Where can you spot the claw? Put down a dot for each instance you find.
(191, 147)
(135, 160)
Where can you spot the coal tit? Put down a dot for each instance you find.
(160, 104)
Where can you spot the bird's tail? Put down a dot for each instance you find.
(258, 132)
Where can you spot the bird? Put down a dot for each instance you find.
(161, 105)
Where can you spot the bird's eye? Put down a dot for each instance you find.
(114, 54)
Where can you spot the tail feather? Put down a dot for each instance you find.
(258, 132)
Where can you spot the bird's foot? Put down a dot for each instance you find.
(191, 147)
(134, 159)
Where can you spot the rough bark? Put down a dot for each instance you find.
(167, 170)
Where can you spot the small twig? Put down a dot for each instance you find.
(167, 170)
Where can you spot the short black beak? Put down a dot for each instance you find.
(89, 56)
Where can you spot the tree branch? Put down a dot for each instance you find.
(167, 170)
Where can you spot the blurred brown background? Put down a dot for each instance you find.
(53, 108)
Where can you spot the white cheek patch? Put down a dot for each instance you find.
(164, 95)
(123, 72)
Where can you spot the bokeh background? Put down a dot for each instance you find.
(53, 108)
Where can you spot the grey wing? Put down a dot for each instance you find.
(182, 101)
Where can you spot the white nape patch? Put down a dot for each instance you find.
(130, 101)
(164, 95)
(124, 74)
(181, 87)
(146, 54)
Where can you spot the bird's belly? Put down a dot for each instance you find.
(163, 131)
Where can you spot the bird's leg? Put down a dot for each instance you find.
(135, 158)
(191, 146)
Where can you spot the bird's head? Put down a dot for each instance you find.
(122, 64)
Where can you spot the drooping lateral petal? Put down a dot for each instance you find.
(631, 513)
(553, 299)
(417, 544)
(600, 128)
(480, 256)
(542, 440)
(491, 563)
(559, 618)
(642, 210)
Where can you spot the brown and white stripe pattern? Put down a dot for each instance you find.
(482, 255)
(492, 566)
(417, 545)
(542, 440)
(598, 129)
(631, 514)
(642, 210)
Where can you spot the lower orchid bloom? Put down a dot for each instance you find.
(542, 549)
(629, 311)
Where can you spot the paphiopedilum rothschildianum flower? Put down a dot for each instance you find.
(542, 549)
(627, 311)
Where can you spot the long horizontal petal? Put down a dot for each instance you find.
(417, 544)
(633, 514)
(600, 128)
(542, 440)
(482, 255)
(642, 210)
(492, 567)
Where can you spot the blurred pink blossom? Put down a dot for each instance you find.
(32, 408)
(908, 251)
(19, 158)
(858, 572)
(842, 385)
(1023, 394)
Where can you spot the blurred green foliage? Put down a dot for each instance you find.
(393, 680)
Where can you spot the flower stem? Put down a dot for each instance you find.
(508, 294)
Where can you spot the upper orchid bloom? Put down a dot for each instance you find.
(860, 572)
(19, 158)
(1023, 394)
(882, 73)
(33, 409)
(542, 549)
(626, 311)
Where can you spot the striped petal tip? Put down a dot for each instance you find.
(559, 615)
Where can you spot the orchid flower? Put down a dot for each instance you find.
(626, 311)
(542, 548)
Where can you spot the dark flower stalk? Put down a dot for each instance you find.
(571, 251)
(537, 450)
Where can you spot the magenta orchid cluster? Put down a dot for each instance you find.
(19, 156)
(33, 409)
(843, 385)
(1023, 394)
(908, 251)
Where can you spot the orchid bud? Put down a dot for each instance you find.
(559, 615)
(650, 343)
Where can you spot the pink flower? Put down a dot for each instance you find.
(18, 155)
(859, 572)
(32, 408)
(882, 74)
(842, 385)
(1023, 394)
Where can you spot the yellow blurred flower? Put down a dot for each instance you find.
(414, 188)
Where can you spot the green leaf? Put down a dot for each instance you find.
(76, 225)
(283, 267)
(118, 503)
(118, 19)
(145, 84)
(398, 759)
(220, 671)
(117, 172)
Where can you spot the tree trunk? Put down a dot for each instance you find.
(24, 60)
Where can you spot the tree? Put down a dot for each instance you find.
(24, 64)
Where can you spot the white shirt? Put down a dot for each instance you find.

================================

**Required work**
Return the entries in full, keeping every line exactly as it is.

**Completed task**
Where can you spot the claw? Put down a dot for each instance you find.
(191, 147)
(135, 160)
Where can you spot the coal tit? Put down a dot for each instance you find.
(160, 104)
Where can you spot the bird's tail? Put down a dot for each instance you find.
(258, 132)
Where can you spot the bird? Put down a dot for each instance you find.
(161, 105)
Where can you spot the bird's eye? Put down a dot for each instance you find.
(114, 54)
Where can you spot the tail feather? Put down a dot for each instance you find.
(258, 132)
Where can you spot the bird's foot? Put down a dot for each instance you find.
(191, 147)
(134, 159)
Where can you spot the rough bark? Put down a dot for each instance you find.
(167, 170)
Where can you spot the small twig? Put down a dot for each instance you find.
(167, 170)
Where can you spot the short black beak? Put down a dot for each instance you find.
(89, 56)
Where can you spot the tree branch? Put down a dot for each instance you find.
(167, 170)
Where can you spot the blurred brown background? Put down a dot for each instance you find.
(53, 108)
Where can you spot the white cheek patch? Put down a dot for each instance you find.
(164, 95)
(123, 72)
Where can you spot the bokeh background? Put down a dot for each instance you find.
(53, 108)
Where can you spot the grey wing? Put down a dot for each instance you find.
(182, 101)
Where can you spot the white nape patch? Put down a dot for each instance you find.
(130, 101)
(164, 95)
(124, 74)
(181, 87)
(146, 54)
Where can you spot the bird's belly? Put down a dot for each instance you find.
(163, 131)
Where can you spot the bird's leg? Put down a dot for each instance you find.
(135, 158)
(191, 146)
Where can you spot the bird's head? Put down a dot for each instance you find.
(122, 64)
Where can you spot the drooping lateral petal? Put down a dot for each instance you find.
(631, 513)
(553, 299)
(417, 544)
(600, 128)
(480, 256)
(542, 440)
(491, 563)
(559, 618)
(642, 210)
Where can you spot the brown and white stripe pattern? Put down a dot for each instance you find.
(482, 255)
(492, 566)
(417, 545)
(542, 440)
(598, 129)
(631, 514)
(642, 210)
Where can you spot the lower orchid bloom? Put down a dot for each instance you find.
(542, 549)
(629, 311)
Where can you spot the paphiopedilum rothschildianum flower? Put down a dot for each instance you find.
(542, 549)
(627, 311)
Where can you spot the long horizontal petal? Put down a dot for each instance you find.
(417, 544)
(633, 514)
(600, 128)
(542, 440)
(482, 255)
(642, 210)
(492, 567)
Where can you spot the blurred pink blossom? Put down a dot for each instance you find.
(32, 408)
(908, 251)
(19, 158)
(858, 572)
(842, 385)
(1023, 394)
Where can you spot the blurred green foliage? Put down a dot for each instance you find.
(393, 680)
Where can you spot the flower stem? Put down a dot for each instance you find.
(508, 294)
Where can you spot the upper orchid bloom? Put down a dot for each instance you find.
(860, 572)
(19, 158)
(1023, 394)
(882, 73)
(33, 409)
(542, 549)
(626, 311)
Where can you spot the striped petal tip? Put down a dot for each instance you find.
(559, 615)
Where can you spot the orchid flower? Put down a dot for each instance you find.
(626, 311)
(542, 548)
Where can you spot the dark flower stalk? Put down a dot for each instance you find.
(571, 251)
(537, 450)
Where can you spot the magenta orchid cluster? Put down a dot for each instance you find.
(19, 156)
(33, 409)
(843, 385)
(1023, 394)
(908, 251)
Where can you spot the orchid bud? Put down a dot for each instance you find.
(559, 615)
(650, 343)
Where can you spot the pink flower? Put down a dot for each instance you find.
(18, 155)
(859, 572)
(32, 408)
(882, 74)
(842, 385)
(1023, 394)
Where can you spot the yellow blurred flower? Put down a dot for each instance you find.
(414, 188)
Where can you spot the green leaf? Put down a dot for each instance you find.
(76, 225)
(283, 267)
(118, 503)
(118, 19)
(145, 84)
(398, 759)
(220, 671)
(117, 172)
Where can you spot the tree trunk? Put down a dot for each instance you find.
(24, 60)
Where can you spot the tree? Put down a dot for each instance you find.
(24, 64)
Where can you spot the white shirt? Put down a dot for each instance you find.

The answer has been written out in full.